*Work to do:* Count the lines in the data below that contain the string "blue", matching case exactly. Reply with only the number.

Stored dataset items
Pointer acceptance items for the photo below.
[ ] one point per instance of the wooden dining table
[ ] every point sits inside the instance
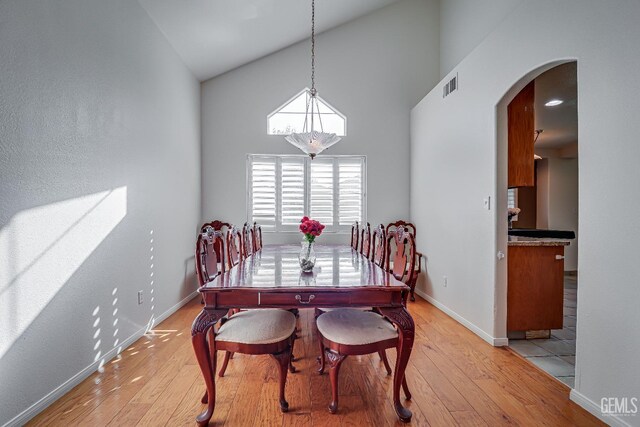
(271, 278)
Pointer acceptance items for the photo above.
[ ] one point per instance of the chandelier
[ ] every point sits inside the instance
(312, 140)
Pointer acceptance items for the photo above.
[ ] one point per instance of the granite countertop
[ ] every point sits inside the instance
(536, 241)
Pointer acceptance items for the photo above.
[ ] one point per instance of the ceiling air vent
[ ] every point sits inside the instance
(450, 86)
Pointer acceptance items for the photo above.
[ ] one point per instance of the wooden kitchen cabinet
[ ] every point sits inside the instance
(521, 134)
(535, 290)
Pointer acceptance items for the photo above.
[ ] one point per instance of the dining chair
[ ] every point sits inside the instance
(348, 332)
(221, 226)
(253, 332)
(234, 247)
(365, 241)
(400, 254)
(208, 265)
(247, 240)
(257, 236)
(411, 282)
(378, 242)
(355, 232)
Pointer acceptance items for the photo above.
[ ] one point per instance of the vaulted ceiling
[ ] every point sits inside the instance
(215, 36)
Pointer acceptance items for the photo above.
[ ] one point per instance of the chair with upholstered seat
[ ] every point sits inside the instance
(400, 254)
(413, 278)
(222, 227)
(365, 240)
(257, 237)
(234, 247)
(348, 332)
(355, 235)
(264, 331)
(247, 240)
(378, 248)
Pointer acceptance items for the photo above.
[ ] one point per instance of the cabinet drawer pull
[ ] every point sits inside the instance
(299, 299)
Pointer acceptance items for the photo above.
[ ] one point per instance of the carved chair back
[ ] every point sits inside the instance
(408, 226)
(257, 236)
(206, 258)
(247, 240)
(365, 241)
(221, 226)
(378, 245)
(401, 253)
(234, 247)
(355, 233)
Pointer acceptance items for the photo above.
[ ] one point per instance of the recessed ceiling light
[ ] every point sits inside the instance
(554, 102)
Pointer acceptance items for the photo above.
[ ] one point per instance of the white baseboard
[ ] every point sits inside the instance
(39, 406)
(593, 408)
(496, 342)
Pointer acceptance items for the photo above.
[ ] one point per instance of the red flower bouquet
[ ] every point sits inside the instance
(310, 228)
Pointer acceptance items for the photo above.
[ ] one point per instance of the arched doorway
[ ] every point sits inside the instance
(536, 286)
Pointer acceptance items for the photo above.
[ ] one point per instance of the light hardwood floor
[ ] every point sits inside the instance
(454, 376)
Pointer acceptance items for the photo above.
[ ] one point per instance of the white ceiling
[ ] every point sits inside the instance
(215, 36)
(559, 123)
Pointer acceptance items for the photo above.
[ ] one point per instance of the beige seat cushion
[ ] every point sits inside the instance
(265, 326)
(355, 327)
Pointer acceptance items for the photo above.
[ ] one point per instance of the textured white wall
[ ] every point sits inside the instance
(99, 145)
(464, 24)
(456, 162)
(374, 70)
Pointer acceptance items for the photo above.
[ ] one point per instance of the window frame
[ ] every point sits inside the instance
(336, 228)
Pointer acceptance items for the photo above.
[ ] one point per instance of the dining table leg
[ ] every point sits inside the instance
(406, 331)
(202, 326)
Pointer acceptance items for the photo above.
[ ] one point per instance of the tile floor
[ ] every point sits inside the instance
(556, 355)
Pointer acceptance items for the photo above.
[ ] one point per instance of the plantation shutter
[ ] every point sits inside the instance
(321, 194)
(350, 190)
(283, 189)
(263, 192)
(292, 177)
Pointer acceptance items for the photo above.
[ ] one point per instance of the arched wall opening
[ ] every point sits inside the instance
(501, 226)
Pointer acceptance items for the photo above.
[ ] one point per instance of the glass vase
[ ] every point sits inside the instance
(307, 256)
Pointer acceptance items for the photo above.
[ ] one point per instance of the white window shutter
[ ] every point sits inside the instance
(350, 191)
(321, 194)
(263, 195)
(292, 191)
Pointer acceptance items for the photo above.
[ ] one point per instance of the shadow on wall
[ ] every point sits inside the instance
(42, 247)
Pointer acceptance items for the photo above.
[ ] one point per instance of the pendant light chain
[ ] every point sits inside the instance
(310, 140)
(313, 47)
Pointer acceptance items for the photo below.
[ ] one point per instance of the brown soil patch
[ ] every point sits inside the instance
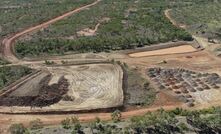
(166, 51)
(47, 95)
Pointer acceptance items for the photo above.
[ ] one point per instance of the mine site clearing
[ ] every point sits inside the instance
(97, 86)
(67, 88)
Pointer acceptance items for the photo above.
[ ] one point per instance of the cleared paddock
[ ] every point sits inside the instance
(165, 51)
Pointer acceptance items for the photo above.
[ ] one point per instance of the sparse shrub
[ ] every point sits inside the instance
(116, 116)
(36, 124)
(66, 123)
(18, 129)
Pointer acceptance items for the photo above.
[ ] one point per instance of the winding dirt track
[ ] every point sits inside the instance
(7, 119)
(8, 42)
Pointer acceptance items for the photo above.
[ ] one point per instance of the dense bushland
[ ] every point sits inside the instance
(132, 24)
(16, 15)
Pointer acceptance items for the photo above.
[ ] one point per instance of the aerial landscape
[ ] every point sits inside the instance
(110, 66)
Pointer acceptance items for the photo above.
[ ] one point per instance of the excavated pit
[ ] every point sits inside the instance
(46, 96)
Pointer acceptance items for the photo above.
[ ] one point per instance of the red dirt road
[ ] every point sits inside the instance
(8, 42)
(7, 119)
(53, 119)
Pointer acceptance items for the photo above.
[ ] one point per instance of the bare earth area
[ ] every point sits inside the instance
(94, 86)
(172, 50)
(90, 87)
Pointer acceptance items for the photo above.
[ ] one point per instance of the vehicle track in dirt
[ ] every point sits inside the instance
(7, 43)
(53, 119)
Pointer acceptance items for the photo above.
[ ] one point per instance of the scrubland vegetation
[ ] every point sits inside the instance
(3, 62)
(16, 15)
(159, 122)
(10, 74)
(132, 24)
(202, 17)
--
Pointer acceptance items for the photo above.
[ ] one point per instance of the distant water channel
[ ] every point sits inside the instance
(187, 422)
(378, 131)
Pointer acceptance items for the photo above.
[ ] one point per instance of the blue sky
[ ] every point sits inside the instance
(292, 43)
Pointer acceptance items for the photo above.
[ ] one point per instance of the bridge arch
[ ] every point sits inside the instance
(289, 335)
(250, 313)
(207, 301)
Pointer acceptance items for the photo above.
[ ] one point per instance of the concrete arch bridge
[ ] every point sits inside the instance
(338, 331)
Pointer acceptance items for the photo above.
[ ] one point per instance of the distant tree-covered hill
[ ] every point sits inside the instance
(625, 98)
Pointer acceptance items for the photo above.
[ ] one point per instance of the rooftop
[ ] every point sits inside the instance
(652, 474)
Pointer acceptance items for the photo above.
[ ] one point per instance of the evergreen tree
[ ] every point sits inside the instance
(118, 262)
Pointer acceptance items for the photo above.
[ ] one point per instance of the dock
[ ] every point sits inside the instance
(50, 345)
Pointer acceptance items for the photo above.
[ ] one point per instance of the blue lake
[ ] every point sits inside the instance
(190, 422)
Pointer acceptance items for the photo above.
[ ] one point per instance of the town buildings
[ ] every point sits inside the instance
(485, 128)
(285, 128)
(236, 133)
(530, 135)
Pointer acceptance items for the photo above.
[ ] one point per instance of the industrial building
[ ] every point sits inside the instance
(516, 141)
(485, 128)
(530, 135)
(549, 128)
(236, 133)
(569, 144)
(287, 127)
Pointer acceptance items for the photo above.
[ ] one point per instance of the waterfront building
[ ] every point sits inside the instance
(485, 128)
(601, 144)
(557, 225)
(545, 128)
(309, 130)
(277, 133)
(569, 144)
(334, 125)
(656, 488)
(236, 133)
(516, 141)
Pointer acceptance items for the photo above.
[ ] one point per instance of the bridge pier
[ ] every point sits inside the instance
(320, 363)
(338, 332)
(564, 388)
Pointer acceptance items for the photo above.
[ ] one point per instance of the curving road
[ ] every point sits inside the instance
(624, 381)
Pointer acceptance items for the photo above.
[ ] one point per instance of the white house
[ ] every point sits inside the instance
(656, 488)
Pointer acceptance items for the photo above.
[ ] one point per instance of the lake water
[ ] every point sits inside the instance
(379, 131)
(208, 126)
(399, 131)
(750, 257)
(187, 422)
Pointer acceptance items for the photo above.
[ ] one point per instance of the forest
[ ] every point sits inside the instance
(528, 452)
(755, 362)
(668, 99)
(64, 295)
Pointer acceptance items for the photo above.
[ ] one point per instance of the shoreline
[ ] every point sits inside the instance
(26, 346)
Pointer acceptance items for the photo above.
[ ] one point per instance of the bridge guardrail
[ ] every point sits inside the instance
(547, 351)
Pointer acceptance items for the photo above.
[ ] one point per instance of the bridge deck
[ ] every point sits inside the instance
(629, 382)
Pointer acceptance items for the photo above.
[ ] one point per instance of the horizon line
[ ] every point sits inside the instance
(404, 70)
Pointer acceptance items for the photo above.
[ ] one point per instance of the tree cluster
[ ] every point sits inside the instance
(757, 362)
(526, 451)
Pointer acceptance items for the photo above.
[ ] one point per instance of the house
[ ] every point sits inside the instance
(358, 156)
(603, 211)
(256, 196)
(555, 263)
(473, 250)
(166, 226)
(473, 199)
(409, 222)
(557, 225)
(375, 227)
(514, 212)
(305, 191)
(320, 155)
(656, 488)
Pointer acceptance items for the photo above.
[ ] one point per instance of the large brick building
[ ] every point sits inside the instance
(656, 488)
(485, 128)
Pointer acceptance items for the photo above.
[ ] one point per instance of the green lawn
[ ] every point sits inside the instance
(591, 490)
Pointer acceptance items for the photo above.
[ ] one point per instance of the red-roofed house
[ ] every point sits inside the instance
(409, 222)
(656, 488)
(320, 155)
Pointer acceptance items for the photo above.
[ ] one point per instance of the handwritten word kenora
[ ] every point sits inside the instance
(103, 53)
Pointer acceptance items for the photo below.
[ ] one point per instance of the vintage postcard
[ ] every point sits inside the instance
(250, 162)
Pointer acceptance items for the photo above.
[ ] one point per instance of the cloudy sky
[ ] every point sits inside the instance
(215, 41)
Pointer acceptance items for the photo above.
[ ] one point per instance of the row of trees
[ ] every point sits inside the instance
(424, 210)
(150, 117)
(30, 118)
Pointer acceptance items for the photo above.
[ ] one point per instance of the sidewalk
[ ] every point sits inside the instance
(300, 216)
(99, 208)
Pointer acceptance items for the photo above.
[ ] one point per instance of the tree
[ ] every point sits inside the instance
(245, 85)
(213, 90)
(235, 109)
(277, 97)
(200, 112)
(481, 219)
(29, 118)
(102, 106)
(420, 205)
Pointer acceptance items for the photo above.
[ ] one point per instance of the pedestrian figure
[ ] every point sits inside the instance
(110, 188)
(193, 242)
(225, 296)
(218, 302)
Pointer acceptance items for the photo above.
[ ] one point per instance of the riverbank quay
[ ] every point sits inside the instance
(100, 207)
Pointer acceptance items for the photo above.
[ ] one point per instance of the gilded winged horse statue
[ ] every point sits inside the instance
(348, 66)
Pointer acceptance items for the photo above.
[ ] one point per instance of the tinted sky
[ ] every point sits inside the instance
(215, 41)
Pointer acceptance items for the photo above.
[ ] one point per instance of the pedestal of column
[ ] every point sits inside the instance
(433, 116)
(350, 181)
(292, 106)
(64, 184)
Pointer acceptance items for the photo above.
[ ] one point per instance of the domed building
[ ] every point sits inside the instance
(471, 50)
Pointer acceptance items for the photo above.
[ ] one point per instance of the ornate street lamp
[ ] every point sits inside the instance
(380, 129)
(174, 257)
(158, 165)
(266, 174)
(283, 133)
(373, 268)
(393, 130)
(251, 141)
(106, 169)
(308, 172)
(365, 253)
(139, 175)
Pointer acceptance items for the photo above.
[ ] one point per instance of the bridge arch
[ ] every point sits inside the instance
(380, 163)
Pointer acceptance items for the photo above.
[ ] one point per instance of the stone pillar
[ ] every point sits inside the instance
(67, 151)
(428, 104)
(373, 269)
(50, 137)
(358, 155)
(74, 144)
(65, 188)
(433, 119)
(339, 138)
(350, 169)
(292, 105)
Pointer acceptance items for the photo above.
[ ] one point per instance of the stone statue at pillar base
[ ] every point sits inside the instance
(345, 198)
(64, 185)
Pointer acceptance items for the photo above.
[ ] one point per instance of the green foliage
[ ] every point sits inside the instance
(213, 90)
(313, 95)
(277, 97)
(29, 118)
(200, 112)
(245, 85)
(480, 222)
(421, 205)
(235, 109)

*Task result:* 2